▶ [PROBLEM SET]
1) Copy the passage of the article on the de-escalation training from "Bias Advisory Response Team holds" to "in public spaces." word for word.
2) Continue the article on the Bias Advisory Response Team's de-escalation training from the point where it stops.

▶ [READING PASSAGE]
========
Bias Advisory Response Team holds training

Session advises students to report situations they feel threatened, unsafe

Charlie+Powell%2C+public+information+officer+for+the+college+of+veterinary+medicine%2C+says+it+is+important+to+strengthen+peers+who+might+be+affected+by+certain+situations+during+a+training+held+Tuesday+afternoon+at+the+Chinook.

BEN SCHUH | THE DAILY EVERGREEN

Charlie Powell, public information officer for the college of veterinary medicine, says it is important to strengthen peers who might be affected by certain situations during a training held Tuesday afternoon at the Chinook.

DAISY ZAVALA, Evergreen reporter

The Bias Advisory Response Team organized a de-escalation training to help students navigate tense situations in public spaces.

Sgt. Dawn Daniels, of the WSU Police Department, said she helped organize the session, which is the first for students.

“We are starting to see more programs that are controversial, and we think this would help students navigate through these kinds of situations in school and in life,” Daniels said.

Charlie Powell, public information officer for the college of veterinary medicine, spoke about how to observe for critical signs of possible violent situations and how to be better equipped in managing those situations.

Powell said the session was held to address the WSU College Republicans’ plan to build a replica of the proposed border wall between the U.S. and Mexico, as well as other events on campus that could attract a crowd.

“The best skill is to not engage,” he said, “discipline yourself. You won’t change their minds.”
========
▶ [DATASET CONTENT]

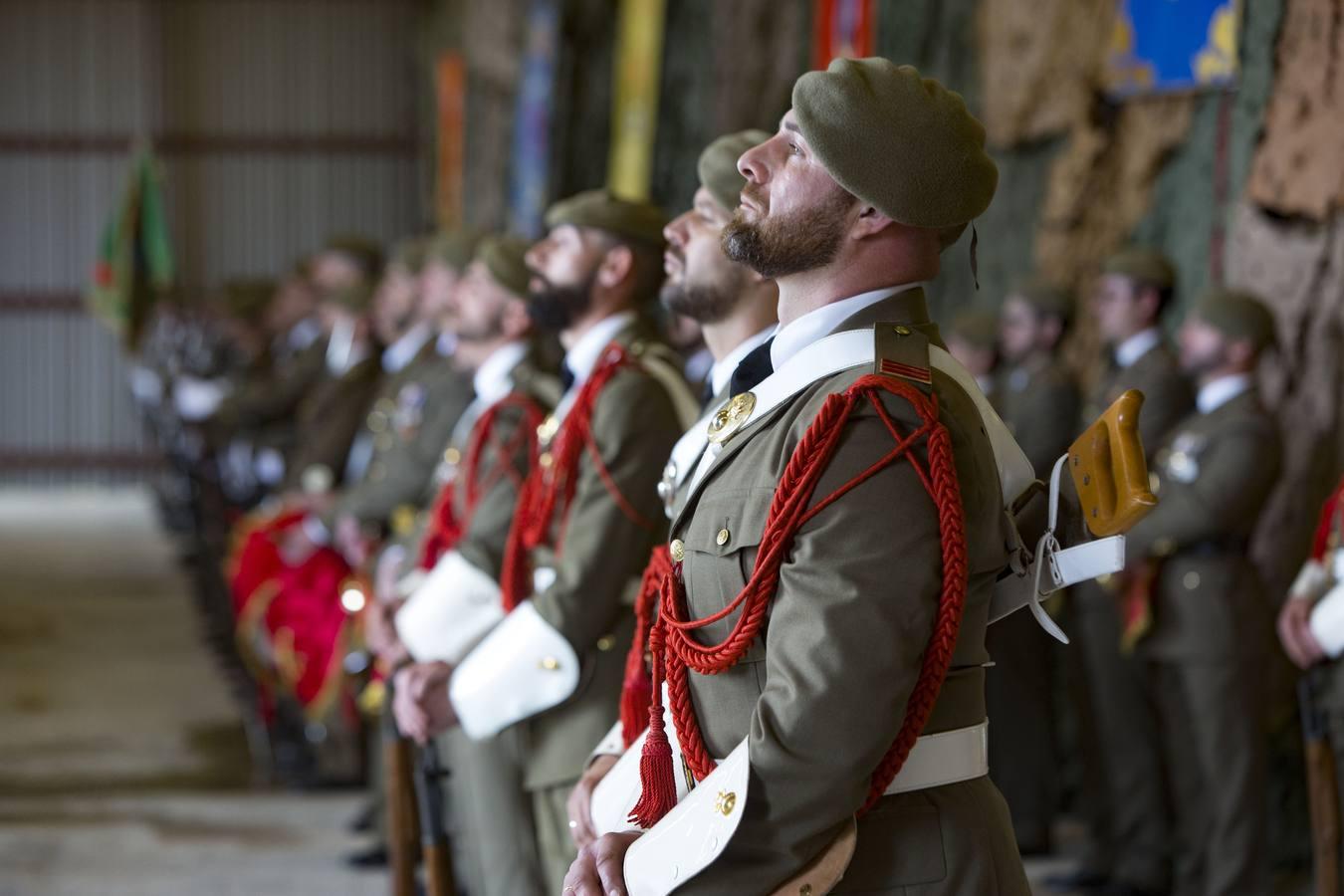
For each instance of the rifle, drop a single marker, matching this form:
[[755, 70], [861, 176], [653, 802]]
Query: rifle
========
▶ [RESPONSES BY ITEM NUMBER]
1)
Bias Advisory Response Team holds training

Session advises students to report situations they feel threatened, unsafe

Charlie+Powell%2C+public+information+officer+for+the+college+of+veterinary+medicine%2C+says+it+is+important+to+strengthen+peers+who+might+be+affected+by+certain+situations+during+a+training+held+Tuesday+afternoon+at+the+Chinook.

BEN SCHUH | THE DAILY EVERGREEN

Charlie Powell, public information officer for the college of veterinary medicine, says it is important to strengthen peers who might be affected by certain situations during a training held Tuesday afternoon at the Chinook.

DAISY ZAVALA, Evergreen reporter

The Bias Advisory Response Team organized a de-escalation training to help students navigate tense situations in public spaces.

2)
He said it is important to strengthen peers who might be affected by events like these so they do not intervene with those situations.

Powell said the best course of action for students is to be aware of the situation and its possible outcomes.

“The only person you have control over is you,” he said.

There have been numerous examples of people who were asked provocative questions on camera in an attempt to get a rise out of them, he said.

“They’re looking to exploit you by putting it out on social media,” Powell said. “They can do this because you have no expectation of privacy in public settings and they might misrepresent you.”

He also spoke about skills students could use to de-escalate situations in controlled settings such as being aware of nonverbal and verbal cues. Powell said when people have unmet needs, blocked goals or lack of options in their lives, conflict might arise in certain situations.

Powell advised students to document and report any situation that causes them to feel threatened or unsafe.

Daniels said they will hold a second de-escalation training for students at 5:30 p.m. April 2 in Butch’s Den in the CUB, Room L60.